__EXERCISE TASK__:
Copy the entries below word for word, from the line containing "as [[7, 134]]." through the line containing "[[865, 631], [482, 496]]", including both of those lines.

__THE DATA__:
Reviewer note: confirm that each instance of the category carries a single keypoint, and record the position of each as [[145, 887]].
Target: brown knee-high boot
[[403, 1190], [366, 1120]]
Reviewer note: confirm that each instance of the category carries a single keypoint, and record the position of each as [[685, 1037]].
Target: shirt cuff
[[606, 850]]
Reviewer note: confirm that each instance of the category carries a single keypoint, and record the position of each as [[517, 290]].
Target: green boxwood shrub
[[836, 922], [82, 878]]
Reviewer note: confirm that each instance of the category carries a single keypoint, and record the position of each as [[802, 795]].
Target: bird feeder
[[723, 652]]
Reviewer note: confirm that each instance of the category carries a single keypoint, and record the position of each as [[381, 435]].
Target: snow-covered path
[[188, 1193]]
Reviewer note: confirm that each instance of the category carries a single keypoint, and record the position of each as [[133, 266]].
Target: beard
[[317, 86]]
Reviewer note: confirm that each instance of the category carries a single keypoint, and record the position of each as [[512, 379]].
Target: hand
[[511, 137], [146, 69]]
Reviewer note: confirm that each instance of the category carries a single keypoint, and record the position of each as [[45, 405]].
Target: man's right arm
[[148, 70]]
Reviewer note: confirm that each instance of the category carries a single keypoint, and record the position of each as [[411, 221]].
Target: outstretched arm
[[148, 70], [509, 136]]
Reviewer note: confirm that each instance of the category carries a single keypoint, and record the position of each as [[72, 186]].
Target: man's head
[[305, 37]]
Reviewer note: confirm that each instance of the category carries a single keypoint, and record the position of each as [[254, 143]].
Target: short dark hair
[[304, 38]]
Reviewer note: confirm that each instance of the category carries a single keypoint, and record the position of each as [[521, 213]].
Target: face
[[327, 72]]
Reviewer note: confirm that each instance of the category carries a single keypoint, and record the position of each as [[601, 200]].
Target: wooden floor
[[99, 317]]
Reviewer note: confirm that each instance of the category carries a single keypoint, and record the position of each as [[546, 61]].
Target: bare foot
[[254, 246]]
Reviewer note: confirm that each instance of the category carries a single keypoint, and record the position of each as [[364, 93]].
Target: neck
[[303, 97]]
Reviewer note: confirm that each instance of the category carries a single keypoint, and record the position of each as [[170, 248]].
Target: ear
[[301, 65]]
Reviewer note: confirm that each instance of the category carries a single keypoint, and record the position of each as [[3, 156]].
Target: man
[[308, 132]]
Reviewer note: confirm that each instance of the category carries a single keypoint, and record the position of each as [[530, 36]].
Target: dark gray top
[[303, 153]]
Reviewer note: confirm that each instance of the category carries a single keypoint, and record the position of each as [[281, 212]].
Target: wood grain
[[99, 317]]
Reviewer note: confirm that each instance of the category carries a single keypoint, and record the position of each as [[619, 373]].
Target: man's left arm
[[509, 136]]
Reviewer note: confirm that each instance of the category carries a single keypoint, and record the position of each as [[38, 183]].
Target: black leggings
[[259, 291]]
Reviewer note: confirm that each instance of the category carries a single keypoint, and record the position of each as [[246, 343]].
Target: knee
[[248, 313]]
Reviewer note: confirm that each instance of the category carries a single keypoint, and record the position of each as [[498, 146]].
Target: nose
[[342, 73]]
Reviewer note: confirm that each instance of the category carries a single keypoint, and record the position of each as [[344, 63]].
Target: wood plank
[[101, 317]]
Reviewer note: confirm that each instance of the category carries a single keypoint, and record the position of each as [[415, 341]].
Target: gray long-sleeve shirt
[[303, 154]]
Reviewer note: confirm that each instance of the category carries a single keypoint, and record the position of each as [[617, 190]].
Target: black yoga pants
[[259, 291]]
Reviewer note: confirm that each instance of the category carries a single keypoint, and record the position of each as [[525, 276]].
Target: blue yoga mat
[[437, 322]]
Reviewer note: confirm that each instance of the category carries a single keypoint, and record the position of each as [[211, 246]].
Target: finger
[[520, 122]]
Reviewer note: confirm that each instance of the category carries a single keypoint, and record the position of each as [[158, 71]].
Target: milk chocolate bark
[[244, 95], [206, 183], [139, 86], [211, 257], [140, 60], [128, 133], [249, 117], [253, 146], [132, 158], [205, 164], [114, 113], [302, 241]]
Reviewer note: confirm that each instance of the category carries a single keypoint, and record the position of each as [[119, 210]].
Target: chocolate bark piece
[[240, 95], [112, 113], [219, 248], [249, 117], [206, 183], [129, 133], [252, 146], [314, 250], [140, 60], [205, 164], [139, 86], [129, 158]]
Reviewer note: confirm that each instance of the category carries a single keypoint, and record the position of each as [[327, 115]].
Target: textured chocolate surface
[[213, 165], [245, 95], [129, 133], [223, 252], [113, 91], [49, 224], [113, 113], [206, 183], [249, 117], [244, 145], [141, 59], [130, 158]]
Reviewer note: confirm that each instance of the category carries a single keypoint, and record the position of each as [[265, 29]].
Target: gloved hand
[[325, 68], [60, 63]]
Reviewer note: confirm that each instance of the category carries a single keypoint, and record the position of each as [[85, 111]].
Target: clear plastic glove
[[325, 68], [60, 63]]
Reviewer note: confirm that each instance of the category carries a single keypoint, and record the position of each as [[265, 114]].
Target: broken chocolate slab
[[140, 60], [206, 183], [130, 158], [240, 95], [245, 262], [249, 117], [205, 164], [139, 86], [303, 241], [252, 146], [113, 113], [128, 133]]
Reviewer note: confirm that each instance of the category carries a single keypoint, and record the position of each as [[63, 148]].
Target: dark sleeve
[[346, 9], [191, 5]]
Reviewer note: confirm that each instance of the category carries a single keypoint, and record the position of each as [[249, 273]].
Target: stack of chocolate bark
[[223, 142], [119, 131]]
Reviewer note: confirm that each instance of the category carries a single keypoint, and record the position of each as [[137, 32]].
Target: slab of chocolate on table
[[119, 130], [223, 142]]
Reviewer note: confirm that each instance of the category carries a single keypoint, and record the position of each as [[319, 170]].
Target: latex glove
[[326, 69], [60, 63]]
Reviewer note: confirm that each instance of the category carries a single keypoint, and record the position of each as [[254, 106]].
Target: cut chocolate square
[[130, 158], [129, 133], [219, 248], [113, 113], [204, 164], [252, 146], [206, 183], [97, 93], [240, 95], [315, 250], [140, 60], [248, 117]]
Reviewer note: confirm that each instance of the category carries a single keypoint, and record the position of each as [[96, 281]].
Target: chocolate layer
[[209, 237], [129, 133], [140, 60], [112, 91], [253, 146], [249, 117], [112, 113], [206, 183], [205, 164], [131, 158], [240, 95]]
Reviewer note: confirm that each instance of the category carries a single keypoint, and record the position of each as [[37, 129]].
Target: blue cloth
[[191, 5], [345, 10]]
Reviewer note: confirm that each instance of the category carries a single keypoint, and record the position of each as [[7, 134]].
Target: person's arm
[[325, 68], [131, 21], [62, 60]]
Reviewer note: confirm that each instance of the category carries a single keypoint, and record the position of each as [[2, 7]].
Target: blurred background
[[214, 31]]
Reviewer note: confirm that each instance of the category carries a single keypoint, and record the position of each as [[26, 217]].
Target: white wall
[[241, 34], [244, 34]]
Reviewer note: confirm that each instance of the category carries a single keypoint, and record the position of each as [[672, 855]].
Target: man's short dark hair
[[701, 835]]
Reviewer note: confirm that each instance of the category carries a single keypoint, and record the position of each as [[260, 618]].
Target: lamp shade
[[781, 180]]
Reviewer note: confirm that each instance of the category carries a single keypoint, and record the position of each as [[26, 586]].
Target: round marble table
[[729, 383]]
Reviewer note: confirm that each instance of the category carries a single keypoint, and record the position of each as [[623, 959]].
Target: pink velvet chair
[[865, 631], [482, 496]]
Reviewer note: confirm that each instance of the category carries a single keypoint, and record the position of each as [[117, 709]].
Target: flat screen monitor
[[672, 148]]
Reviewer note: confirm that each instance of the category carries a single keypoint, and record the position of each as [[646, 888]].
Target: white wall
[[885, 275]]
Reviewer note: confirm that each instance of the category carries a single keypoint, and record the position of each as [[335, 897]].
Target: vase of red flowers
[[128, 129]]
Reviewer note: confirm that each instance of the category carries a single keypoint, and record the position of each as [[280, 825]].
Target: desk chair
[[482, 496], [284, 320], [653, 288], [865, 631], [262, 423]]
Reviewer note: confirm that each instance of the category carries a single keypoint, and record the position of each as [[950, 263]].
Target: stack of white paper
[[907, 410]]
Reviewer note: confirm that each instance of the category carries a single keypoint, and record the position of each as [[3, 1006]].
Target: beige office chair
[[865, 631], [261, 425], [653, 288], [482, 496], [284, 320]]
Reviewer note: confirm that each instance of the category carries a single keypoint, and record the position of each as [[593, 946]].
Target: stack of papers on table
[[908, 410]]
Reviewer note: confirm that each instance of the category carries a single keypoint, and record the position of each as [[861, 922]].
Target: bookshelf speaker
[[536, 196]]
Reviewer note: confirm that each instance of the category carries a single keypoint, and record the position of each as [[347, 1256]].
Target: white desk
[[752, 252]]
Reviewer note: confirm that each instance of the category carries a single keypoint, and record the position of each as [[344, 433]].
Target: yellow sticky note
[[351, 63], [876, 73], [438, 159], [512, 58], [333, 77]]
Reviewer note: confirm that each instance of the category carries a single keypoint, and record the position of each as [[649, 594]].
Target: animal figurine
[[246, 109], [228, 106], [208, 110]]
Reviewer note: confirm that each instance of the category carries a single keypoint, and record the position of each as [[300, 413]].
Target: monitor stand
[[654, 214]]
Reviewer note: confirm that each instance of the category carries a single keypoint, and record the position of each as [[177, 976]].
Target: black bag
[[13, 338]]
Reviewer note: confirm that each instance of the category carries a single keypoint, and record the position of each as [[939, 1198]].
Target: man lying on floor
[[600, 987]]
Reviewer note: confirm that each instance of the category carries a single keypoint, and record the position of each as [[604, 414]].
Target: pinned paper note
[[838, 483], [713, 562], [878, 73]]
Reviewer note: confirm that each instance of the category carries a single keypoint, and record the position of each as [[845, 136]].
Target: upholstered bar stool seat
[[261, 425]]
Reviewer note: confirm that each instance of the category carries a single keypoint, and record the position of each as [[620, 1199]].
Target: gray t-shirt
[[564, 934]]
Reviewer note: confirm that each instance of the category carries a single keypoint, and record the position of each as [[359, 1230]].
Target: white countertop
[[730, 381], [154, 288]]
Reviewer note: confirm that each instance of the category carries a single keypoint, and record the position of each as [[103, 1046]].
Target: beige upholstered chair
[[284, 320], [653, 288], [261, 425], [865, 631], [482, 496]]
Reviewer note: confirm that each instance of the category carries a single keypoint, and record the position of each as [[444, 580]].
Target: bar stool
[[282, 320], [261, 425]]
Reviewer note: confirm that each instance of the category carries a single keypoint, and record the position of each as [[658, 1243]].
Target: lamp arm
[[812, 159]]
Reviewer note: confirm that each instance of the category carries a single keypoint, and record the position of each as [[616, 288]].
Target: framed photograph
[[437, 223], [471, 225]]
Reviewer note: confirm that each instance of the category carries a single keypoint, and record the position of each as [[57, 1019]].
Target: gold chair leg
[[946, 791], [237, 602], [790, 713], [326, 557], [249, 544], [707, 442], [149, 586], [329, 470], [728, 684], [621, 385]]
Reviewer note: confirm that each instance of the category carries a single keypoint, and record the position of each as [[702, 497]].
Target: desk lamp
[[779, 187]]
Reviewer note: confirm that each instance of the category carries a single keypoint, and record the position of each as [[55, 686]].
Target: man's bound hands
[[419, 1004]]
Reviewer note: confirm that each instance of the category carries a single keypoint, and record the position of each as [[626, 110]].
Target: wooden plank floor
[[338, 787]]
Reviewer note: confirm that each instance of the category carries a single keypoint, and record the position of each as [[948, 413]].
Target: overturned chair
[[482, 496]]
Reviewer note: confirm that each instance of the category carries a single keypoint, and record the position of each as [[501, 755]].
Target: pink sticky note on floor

__TASK SOLUTION__:
Reviewer note: confirm that each instance of the category carries a single keypoint, and record the position of each as [[7, 134]].
Target: person's arm
[[325, 68], [131, 21], [62, 60]]
Reviewer note: confirm that each instance of the category carries a single keypoint, and record the position of each as [[2, 7]].
Target: blurred background
[[214, 31]]
Reviewer note: confirm that each instance of the category carries a single keypoint, and record the position of each as [[26, 217]].
Target: white wall
[[241, 34], [244, 34]]
Reviewer note: confirm that each instance of the category carries a single keypoint, and record the position of each as [[672, 855]].
Target: man's short dark hair
[[701, 835]]
Reviewer note: confirm that each instance of the category carries a single keypoint, and record the position of each as [[260, 618]].
Target: lamp shade
[[781, 180]]
Reviewer note: confirm that each instance of the category carries a single keypoint, and record the position of each as [[26, 586]].
Target: round marble table
[[729, 383]]
Reviewer note: confirm that each instance of the category carries a single keypoint, and record the position of each as [[623, 959]].
Target: pink velvet chair
[[865, 631], [482, 496]]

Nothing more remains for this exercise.